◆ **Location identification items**
__________
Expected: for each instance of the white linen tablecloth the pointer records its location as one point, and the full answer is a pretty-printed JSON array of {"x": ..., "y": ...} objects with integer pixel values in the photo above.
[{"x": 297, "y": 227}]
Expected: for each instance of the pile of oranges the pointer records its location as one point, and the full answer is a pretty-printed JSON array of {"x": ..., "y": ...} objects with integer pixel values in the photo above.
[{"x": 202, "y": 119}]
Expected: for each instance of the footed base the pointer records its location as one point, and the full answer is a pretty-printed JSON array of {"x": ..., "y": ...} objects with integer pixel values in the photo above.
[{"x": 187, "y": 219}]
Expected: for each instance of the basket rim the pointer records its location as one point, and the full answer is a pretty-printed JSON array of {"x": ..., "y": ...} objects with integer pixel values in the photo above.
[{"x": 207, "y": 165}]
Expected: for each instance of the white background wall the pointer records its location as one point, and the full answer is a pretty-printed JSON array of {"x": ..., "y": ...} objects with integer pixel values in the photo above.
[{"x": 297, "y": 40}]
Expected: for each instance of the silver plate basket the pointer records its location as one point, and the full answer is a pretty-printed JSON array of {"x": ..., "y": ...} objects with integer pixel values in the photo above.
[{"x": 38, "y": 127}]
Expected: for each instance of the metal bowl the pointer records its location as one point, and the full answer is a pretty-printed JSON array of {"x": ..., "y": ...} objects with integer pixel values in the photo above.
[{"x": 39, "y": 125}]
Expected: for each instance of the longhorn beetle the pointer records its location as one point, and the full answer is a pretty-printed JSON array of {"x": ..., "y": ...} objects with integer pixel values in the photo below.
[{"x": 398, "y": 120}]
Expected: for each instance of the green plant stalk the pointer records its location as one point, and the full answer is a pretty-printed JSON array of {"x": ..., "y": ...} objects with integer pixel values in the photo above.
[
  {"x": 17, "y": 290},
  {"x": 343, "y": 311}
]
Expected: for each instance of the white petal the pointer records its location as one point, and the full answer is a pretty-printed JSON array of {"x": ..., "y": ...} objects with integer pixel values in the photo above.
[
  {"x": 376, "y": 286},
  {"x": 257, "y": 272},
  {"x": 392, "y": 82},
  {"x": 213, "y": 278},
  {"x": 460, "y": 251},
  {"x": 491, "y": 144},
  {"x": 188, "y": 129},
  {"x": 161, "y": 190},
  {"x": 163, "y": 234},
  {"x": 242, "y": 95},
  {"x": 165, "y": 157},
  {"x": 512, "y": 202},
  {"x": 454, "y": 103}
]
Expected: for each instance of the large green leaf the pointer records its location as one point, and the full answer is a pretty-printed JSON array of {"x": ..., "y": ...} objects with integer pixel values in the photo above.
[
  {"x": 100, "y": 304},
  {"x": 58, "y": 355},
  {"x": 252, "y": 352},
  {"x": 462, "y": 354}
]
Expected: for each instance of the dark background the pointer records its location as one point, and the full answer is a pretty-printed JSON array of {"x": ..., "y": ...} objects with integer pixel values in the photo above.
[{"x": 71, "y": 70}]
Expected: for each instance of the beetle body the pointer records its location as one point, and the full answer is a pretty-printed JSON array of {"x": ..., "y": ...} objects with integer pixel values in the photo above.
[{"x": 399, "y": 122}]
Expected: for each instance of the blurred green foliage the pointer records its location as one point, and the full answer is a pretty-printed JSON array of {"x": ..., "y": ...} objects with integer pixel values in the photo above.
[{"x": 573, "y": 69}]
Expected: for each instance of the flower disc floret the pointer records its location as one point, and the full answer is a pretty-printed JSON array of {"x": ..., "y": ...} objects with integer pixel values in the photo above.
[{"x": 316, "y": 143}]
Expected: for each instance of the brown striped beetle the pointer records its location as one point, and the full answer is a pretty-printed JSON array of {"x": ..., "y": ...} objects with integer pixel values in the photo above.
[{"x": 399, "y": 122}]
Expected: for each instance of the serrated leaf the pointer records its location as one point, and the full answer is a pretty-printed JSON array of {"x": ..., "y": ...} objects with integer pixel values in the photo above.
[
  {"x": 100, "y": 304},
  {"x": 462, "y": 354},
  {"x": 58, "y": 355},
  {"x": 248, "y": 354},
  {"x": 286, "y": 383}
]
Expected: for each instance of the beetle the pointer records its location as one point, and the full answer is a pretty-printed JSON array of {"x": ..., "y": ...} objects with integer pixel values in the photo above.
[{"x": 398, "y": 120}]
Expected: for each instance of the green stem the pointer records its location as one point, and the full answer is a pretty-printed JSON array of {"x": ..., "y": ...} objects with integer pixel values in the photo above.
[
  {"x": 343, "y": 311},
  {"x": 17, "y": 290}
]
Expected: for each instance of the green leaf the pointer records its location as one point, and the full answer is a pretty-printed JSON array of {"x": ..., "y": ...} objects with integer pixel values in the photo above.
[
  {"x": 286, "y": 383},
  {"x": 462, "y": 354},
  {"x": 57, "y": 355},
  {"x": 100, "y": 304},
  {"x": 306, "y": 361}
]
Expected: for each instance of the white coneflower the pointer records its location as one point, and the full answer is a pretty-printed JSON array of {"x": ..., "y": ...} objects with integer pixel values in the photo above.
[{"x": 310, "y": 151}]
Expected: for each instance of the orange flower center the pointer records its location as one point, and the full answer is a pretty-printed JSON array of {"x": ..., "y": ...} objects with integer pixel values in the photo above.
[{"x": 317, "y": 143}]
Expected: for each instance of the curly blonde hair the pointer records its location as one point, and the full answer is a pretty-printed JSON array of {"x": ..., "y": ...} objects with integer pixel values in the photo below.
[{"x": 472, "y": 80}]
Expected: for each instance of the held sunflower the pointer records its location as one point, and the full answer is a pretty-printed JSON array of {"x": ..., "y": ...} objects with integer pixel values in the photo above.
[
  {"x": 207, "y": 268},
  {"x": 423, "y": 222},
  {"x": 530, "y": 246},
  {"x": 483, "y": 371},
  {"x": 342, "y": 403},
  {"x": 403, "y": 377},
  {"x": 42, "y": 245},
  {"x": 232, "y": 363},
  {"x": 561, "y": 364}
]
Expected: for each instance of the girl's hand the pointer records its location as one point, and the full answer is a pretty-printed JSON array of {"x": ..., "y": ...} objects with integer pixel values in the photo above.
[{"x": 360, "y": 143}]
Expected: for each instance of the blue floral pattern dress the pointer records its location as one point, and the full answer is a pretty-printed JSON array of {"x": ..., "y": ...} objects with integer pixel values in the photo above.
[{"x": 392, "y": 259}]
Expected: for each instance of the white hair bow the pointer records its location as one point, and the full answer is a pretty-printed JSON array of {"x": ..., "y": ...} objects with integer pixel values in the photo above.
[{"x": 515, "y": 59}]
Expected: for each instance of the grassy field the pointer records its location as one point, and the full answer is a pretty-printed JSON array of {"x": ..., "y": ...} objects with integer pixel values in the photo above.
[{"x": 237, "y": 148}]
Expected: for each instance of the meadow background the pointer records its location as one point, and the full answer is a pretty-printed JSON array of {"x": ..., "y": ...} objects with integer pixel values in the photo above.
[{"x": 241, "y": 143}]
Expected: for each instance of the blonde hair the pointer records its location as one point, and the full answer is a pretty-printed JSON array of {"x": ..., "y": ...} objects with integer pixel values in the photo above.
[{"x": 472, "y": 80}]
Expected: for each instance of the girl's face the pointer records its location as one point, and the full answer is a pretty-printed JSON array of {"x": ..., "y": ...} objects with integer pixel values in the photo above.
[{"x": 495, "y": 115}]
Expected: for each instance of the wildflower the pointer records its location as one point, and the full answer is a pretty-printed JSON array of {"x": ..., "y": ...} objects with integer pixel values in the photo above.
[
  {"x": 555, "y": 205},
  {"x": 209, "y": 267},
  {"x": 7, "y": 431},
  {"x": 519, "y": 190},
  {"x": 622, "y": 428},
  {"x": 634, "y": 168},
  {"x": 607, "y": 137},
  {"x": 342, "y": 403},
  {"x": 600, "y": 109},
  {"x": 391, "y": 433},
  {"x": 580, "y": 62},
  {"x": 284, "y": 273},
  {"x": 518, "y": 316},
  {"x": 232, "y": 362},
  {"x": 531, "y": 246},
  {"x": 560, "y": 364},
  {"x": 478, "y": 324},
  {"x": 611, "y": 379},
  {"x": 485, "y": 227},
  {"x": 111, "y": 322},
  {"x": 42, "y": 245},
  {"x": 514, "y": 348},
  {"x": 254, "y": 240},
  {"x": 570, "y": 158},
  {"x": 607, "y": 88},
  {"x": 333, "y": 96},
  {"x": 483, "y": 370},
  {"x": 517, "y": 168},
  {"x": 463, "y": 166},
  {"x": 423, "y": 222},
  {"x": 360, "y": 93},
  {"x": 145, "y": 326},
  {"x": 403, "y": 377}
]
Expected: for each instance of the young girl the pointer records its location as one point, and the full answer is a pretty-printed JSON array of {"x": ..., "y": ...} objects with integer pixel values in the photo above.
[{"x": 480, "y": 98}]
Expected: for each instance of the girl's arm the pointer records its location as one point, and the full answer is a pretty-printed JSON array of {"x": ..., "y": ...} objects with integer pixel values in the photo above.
__________
◆ **Set task**
Set down, exactly and in full, the lines from the one containing "Expected: for each instance of the young" through the end of the entries; no other line belongs.

◆ **Output for this task**
Expected: for each instance of the young girl the pointer records its location as one point, and the full answer is a pretty-printed JSON array of {"x": ..., "y": ...} objects with integer pixel values in the photo above.
[{"x": 480, "y": 98}]
Expected: for each instance of the girl's arm the pointer records its location as one point, and the full answer is a pretty-printed JSON array of {"x": ..., "y": ...} objects with integer pixel values in the photo above.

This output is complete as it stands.